## WHAT IS NEEDED
The following entries should be restated word for word, pictures excluded.

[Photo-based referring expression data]
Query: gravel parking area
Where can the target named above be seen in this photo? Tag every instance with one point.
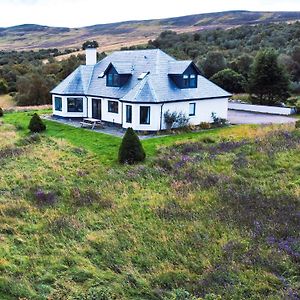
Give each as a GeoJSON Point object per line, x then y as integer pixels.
{"type": "Point", "coordinates": [242, 117]}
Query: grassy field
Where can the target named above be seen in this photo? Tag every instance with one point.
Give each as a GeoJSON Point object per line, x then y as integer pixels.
{"type": "Point", "coordinates": [6, 101]}
{"type": "Point", "coordinates": [209, 215]}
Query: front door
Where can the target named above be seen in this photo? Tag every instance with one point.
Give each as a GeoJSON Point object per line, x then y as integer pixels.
{"type": "Point", "coordinates": [96, 111]}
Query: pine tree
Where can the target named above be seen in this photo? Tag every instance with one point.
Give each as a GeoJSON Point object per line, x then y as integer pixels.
{"type": "Point", "coordinates": [268, 80]}
{"type": "Point", "coordinates": [36, 124]}
{"type": "Point", "coordinates": [131, 149]}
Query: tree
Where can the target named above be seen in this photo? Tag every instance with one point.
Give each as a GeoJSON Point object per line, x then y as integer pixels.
{"type": "Point", "coordinates": [230, 80]}
{"type": "Point", "coordinates": [243, 64]}
{"type": "Point", "coordinates": [268, 80]}
{"type": "Point", "coordinates": [131, 149]}
{"type": "Point", "coordinates": [3, 87]}
{"type": "Point", "coordinates": [213, 63]}
{"type": "Point", "coordinates": [36, 124]}
{"type": "Point", "coordinates": [90, 44]}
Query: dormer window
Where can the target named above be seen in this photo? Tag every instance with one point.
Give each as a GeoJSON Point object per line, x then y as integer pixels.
{"type": "Point", "coordinates": [189, 81]}
{"type": "Point", "coordinates": [113, 79]}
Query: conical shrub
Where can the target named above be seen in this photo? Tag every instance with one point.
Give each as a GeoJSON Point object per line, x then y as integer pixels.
{"type": "Point", "coordinates": [36, 124]}
{"type": "Point", "coordinates": [131, 149]}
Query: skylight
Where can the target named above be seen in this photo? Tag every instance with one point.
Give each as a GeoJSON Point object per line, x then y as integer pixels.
{"type": "Point", "coordinates": [143, 75]}
{"type": "Point", "coordinates": [101, 75]}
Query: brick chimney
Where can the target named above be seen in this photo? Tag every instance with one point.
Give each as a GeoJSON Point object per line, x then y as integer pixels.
{"type": "Point", "coordinates": [91, 56]}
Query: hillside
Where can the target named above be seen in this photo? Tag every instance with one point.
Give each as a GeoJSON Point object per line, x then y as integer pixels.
{"type": "Point", "coordinates": [209, 215]}
{"type": "Point", "coordinates": [116, 35]}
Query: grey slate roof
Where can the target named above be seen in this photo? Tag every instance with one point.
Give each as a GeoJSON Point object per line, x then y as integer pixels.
{"type": "Point", "coordinates": [157, 86]}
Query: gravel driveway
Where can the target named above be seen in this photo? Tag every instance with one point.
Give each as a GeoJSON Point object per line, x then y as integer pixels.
{"type": "Point", "coordinates": [242, 117]}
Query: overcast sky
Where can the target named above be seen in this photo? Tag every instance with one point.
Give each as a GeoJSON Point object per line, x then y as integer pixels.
{"type": "Point", "coordinates": [78, 13]}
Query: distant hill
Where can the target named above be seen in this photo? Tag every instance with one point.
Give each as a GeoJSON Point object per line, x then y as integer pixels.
{"type": "Point", "coordinates": [115, 35]}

## OUTPUT FOR THIS TASK
Query: gravel parking area
Where can the target named above be seen in this photo? Tag every instance with one point.
Give each as a GeoJSON Point object per line, x then y as integer pixels.
{"type": "Point", "coordinates": [242, 117]}
Query: grassy field
Where can the target named above be seen in this photo? Tag every instance with one point.
Give each as a GeoJSON Point object per line, x then y as integer pixels.
{"type": "Point", "coordinates": [6, 101]}
{"type": "Point", "coordinates": [209, 215]}
Query: front door
Where can the target named above be seen in this photo? Tag every instance with one point.
Give each as a GeoJSON Point object per line, x then y as integer pixels.
{"type": "Point", "coordinates": [96, 111]}
Query: pine tree
Where can the target named above be seen in this photo? Tag every instance with one point.
Give each as a GeoJSON Point object per line, x then y as integer pixels.
{"type": "Point", "coordinates": [268, 80]}
{"type": "Point", "coordinates": [36, 124]}
{"type": "Point", "coordinates": [131, 149]}
Query: tree
Where can the target named above be seen in this photo? Tag every instance with one point.
Give each as a GeoJSON Point object per line, x then y as integer pixels.
{"type": "Point", "coordinates": [230, 80]}
{"type": "Point", "coordinates": [243, 64]}
{"type": "Point", "coordinates": [268, 80]}
{"type": "Point", "coordinates": [131, 149]}
{"type": "Point", "coordinates": [3, 87]}
{"type": "Point", "coordinates": [213, 63]}
{"type": "Point", "coordinates": [36, 124]}
{"type": "Point", "coordinates": [90, 44]}
Query: dormer window
Where can the target named above be seen in this photo? Tag every instance with one point.
Give each as a GeoJSON Point object per line, x then y as integer pixels.
{"type": "Point", "coordinates": [189, 81]}
{"type": "Point", "coordinates": [113, 79]}
Query: conical shrub
Where can the target named above be seen in this photo? Tag every instance with one point.
Give each as a GeoJSON Point object per line, x then y as integer pixels.
{"type": "Point", "coordinates": [36, 124]}
{"type": "Point", "coordinates": [131, 149]}
Query: skylight
Where can the target named above be seen in this photo? Tag every instance with one point.
Give each as a GeoJSON Point object per line, x then y as integer pixels.
{"type": "Point", "coordinates": [143, 75]}
{"type": "Point", "coordinates": [101, 75]}
Query: brick chimney
Where can the target named above be seen in this photo? Tag every instance with one point.
Give each as a GeoJSON Point object per line, x then y as integer pixels.
{"type": "Point", "coordinates": [91, 56]}
Query: hillside
Where can the target named above be seen in this photo? Tag every instance with one point.
Give each as a GeoJSON Point object per line, x then y as integer pixels.
{"type": "Point", "coordinates": [209, 215]}
{"type": "Point", "coordinates": [116, 35]}
Query: grey slate roof
Where can the target named above be seen in this photo? Tag every instance with one point.
Give each as a GeoJSON Point object per line, x then y as integer pixels.
{"type": "Point", "coordinates": [157, 86]}
Query: gravel driveway
Where can the target named above be seen in this photo? Tag every instance with one point.
Give each as a GeoJSON Point object per line, x then y as integer pixels.
{"type": "Point", "coordinates": [242, 117]}
Query: overcast sky
Where can the target named above be seen in this photo? Tag every instance with one point.
Give each as a GeoJSON Point object per line, x then y as integer pixels.
{"type": "Point", "coordinates": [78, 13]}
Query: distant hill
Where can the target named above be seen in this photo? Tag every instance with one point.
Give each as a GeoJSON Point object per line, x then y as integer pixels.
{"type": "Point", "coordinates": [115, 35]}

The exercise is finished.